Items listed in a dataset
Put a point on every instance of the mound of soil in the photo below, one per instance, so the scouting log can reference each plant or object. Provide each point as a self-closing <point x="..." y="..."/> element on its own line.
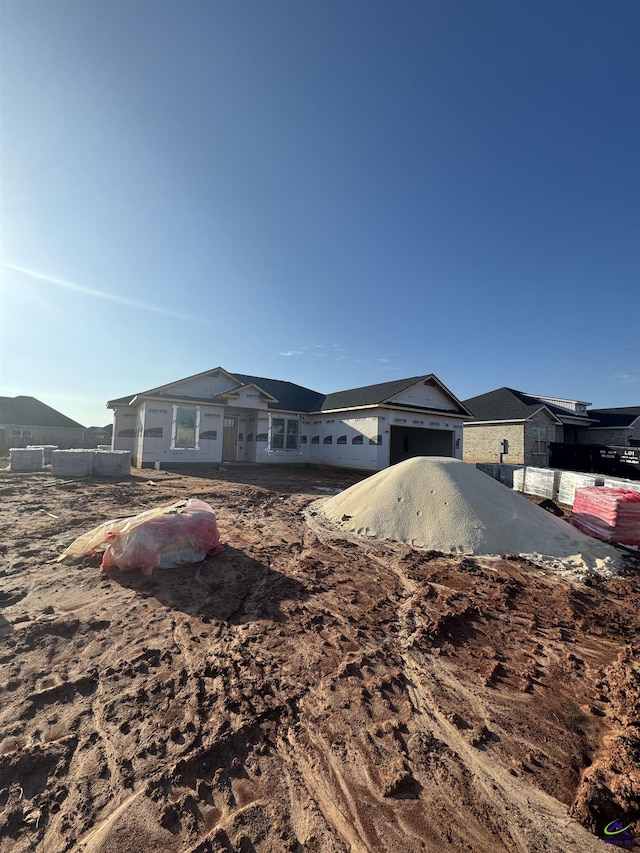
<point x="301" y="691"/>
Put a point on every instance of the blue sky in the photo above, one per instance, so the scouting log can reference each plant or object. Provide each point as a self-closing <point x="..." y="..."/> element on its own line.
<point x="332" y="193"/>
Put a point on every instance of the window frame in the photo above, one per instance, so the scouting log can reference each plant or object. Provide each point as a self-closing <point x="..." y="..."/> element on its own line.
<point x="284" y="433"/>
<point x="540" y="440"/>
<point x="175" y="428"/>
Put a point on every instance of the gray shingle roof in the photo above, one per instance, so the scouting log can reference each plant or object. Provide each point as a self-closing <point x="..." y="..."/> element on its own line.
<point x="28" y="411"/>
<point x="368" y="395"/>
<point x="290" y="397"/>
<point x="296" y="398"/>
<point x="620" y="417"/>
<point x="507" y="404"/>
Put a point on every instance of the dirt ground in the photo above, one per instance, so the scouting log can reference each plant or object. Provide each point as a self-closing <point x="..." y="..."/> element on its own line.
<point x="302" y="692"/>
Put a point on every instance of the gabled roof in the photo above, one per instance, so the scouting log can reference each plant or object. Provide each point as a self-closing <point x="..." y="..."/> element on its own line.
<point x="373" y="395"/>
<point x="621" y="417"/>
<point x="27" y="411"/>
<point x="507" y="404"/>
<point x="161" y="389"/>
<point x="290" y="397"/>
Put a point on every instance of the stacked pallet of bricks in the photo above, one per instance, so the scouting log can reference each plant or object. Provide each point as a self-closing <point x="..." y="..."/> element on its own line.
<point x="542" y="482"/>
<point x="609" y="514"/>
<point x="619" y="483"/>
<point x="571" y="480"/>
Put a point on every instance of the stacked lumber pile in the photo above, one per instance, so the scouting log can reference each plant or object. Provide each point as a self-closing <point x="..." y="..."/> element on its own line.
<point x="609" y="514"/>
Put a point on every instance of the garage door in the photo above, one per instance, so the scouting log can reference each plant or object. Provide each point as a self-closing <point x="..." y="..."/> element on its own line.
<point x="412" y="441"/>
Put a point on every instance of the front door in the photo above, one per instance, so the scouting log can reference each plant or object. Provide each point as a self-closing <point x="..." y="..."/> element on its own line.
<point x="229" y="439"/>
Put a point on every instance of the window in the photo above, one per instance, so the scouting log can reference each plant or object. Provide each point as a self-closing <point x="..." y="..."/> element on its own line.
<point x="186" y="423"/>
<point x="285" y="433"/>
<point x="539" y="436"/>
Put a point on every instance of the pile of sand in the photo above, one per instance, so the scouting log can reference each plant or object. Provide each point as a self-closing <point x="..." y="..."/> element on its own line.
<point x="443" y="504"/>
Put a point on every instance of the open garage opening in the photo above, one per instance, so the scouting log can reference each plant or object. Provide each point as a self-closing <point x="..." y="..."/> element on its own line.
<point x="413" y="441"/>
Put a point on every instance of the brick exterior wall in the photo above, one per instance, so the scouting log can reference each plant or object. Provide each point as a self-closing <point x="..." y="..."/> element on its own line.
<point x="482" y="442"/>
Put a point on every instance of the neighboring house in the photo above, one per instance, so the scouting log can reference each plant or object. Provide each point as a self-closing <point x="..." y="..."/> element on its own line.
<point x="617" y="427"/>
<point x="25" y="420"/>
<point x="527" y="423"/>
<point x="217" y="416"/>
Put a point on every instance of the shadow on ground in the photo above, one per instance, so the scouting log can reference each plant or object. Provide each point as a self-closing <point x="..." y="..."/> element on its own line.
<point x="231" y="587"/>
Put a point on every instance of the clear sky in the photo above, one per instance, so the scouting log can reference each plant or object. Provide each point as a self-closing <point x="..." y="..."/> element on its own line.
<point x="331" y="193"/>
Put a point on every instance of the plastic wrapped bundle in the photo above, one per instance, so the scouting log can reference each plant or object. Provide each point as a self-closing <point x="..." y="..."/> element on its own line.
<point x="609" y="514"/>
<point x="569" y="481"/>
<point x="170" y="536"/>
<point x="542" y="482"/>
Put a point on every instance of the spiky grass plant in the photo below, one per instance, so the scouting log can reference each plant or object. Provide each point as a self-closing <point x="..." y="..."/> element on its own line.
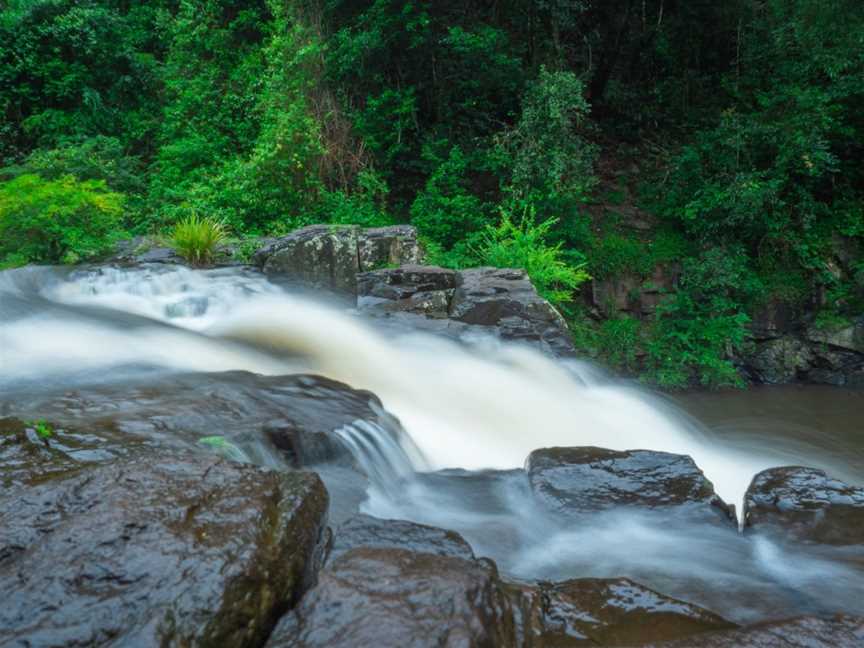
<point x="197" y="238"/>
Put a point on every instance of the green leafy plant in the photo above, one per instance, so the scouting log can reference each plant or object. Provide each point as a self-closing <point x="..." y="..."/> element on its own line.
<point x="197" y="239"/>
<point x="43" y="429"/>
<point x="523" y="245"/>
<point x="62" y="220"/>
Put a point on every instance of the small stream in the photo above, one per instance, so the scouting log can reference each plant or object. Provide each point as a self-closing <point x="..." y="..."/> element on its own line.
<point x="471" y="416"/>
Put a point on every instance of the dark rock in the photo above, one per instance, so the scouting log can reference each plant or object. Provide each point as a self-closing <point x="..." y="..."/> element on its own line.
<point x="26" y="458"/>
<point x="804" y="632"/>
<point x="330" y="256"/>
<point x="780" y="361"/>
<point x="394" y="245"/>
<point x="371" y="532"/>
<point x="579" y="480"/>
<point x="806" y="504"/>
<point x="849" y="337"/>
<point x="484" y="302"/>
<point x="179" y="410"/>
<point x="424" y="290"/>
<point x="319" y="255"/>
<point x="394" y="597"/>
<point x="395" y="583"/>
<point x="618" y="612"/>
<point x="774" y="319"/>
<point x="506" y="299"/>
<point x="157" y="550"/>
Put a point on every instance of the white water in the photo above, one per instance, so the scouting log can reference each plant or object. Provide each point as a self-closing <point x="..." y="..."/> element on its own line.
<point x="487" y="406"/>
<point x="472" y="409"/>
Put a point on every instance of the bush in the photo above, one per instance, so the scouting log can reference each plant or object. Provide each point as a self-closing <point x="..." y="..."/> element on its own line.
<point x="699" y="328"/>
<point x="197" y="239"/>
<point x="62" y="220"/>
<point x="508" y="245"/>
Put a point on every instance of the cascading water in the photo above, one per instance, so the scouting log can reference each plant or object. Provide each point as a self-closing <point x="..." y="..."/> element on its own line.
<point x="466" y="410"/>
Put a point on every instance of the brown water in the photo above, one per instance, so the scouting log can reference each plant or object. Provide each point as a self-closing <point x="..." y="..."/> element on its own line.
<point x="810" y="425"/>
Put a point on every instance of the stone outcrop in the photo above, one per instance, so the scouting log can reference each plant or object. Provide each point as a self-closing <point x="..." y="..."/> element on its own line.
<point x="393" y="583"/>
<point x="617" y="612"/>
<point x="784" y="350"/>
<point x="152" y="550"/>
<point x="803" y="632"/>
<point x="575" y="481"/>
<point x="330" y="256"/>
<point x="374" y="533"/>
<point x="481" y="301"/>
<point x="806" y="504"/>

---

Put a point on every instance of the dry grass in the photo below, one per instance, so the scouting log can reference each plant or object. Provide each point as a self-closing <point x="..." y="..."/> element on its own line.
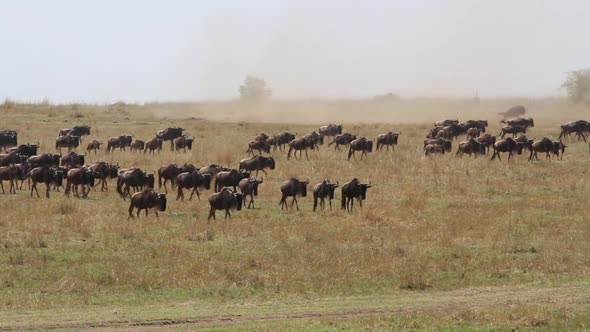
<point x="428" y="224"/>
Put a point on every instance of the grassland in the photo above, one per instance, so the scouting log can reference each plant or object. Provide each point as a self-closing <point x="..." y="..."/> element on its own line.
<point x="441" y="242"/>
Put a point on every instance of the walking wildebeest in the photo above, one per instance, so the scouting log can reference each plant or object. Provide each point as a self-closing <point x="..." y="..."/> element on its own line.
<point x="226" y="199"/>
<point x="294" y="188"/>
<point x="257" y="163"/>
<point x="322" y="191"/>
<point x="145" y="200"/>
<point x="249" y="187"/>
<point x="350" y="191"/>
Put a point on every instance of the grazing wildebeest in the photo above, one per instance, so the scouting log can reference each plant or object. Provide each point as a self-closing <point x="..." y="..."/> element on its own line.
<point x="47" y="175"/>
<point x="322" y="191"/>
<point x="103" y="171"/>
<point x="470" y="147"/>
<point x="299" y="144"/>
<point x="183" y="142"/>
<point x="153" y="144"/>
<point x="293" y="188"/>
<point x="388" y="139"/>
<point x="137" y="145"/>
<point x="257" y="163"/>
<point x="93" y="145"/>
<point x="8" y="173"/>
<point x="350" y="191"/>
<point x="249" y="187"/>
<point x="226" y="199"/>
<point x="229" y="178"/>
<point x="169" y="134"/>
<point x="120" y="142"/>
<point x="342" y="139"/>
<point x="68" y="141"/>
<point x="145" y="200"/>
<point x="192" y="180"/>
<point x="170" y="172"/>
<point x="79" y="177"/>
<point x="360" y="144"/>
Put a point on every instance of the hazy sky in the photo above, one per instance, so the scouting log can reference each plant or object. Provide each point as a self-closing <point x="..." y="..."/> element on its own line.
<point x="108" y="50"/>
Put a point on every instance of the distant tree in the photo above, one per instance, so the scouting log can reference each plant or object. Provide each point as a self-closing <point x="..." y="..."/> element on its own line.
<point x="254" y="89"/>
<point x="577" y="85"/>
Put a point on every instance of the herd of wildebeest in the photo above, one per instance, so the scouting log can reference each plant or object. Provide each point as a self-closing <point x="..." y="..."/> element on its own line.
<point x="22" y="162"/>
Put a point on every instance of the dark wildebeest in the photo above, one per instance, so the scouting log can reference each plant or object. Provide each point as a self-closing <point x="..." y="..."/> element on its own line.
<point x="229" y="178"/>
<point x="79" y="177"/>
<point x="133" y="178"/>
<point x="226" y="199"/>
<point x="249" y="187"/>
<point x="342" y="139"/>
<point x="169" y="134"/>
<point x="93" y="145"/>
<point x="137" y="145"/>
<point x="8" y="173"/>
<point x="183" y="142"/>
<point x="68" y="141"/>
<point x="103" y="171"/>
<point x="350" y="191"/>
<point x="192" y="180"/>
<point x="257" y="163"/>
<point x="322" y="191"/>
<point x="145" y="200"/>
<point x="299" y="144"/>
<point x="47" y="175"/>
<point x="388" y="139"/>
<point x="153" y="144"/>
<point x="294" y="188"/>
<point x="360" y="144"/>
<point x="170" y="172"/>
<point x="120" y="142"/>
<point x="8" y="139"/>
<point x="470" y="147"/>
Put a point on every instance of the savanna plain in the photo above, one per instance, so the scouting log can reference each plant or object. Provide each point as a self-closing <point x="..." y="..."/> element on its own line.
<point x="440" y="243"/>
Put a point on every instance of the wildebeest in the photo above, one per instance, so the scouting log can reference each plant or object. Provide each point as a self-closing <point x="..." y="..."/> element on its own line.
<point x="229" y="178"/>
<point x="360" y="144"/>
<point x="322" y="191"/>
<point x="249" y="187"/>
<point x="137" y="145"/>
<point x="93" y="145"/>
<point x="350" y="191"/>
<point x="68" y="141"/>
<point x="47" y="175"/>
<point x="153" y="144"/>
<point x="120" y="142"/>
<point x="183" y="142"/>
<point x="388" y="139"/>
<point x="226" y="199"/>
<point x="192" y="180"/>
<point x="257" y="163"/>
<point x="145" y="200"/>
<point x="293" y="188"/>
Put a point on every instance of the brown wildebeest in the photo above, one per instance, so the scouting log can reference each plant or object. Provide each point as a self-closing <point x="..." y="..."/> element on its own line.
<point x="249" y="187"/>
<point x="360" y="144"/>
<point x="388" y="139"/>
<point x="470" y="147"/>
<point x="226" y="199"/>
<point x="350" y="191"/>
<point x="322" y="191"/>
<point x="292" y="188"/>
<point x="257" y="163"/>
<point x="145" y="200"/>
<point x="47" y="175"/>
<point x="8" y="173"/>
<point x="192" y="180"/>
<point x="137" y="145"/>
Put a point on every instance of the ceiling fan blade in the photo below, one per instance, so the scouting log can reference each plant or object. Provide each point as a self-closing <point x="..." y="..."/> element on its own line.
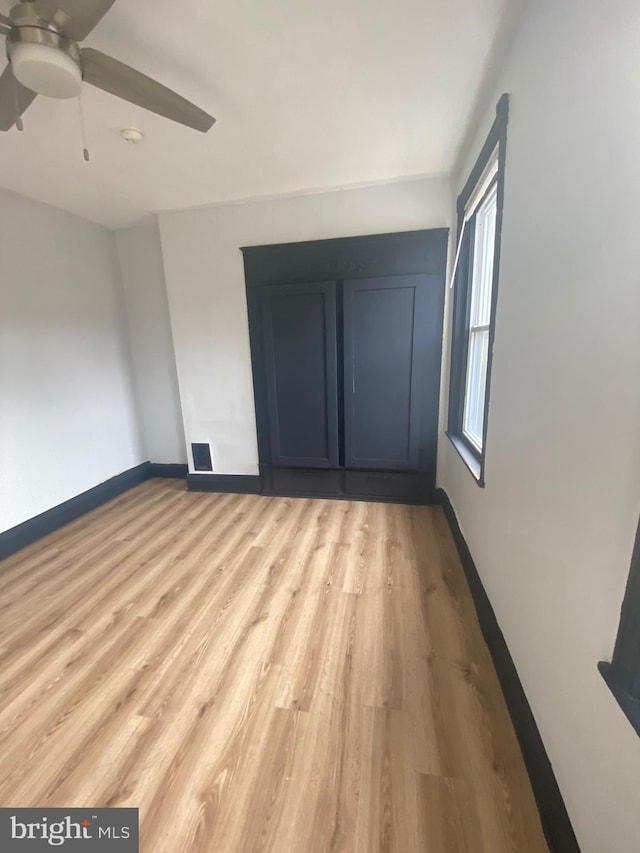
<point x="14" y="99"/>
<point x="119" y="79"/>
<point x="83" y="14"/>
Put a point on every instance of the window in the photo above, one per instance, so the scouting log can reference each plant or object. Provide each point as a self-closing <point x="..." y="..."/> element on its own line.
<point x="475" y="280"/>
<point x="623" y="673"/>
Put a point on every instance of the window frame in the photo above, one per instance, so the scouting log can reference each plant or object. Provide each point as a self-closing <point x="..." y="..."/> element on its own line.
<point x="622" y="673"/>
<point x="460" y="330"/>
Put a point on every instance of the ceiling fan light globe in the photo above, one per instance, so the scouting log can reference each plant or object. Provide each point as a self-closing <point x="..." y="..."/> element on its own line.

---

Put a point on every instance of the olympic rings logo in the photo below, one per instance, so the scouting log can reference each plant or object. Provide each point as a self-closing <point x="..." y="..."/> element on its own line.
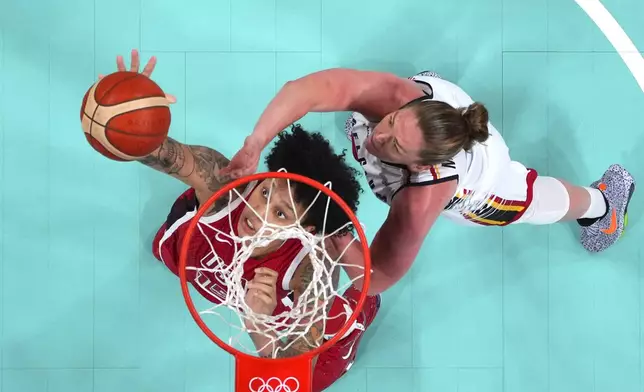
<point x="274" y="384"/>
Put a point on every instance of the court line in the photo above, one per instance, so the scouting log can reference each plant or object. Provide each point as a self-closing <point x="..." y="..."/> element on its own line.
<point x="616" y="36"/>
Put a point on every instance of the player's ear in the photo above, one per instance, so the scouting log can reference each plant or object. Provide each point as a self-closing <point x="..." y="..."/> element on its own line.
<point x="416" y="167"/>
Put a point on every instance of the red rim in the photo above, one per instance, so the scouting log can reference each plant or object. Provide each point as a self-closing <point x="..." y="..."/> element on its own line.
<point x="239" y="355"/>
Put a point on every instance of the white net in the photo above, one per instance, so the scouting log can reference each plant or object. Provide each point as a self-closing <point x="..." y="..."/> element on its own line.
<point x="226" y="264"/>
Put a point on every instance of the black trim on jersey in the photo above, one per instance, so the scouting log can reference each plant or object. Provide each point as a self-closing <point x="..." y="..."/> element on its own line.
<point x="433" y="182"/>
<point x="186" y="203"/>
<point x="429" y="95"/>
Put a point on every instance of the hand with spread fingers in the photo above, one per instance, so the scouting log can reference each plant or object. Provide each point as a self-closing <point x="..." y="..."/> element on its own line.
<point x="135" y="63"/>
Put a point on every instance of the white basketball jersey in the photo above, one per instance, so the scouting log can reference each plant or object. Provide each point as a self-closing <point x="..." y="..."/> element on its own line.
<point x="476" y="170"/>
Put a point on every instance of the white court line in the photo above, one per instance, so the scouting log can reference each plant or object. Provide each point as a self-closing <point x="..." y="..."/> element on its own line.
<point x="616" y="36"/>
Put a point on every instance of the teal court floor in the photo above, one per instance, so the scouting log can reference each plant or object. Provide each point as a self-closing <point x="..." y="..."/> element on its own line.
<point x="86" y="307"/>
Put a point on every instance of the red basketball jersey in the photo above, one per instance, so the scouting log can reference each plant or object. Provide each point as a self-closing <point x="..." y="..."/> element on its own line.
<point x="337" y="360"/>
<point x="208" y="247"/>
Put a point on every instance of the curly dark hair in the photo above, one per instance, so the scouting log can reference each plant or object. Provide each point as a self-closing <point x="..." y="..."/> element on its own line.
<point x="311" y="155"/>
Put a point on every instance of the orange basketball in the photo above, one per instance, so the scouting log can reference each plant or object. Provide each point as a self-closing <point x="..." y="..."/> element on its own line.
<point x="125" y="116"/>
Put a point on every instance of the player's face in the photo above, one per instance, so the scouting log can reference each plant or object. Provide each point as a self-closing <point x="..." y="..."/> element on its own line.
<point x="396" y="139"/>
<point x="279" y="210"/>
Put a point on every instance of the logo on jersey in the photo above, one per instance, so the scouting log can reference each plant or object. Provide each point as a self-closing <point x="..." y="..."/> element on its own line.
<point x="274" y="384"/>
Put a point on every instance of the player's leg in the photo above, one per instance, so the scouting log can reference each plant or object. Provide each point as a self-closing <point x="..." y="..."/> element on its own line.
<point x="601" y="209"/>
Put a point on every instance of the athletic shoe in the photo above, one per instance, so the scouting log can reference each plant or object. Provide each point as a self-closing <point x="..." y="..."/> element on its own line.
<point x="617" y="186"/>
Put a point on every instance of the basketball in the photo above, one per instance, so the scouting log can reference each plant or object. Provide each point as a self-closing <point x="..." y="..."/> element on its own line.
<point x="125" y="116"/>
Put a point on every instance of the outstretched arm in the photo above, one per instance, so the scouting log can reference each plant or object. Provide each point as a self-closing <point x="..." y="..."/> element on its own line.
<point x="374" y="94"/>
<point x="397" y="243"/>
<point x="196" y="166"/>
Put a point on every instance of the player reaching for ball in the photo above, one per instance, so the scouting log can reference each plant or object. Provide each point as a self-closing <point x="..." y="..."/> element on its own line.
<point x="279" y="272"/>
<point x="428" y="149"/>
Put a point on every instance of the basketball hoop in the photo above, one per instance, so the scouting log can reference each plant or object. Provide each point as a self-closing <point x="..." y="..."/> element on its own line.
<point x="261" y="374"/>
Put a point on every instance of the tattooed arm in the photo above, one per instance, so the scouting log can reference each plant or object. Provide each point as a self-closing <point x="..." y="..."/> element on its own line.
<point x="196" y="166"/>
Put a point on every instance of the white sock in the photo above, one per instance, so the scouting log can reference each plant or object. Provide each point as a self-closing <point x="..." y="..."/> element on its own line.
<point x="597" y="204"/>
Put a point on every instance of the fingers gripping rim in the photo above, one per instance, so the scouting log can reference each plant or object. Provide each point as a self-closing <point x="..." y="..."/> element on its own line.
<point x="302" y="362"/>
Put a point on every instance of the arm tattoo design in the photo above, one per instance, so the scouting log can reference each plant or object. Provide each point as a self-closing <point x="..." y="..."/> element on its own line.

**INSTRUCTIONS FOR THE TASK:** Pick out each line of the material above that contains the word "roof" and reproduce every such line in full.

**EXERCISE OUTPUT:**
Put a point on every instance of the gray shingle roof in the photo above, one per instance, so the scouting log can reference each plant or object. Provide each point as a self-closing <point x="..." y="..."/> element on its own line.
Put a point on every instance of the gabled roof in the photo above, one per instance, so the scouting log can reference each plant or object. Provide each point as a self-closing <point x="..." y="..."/> element on its own line.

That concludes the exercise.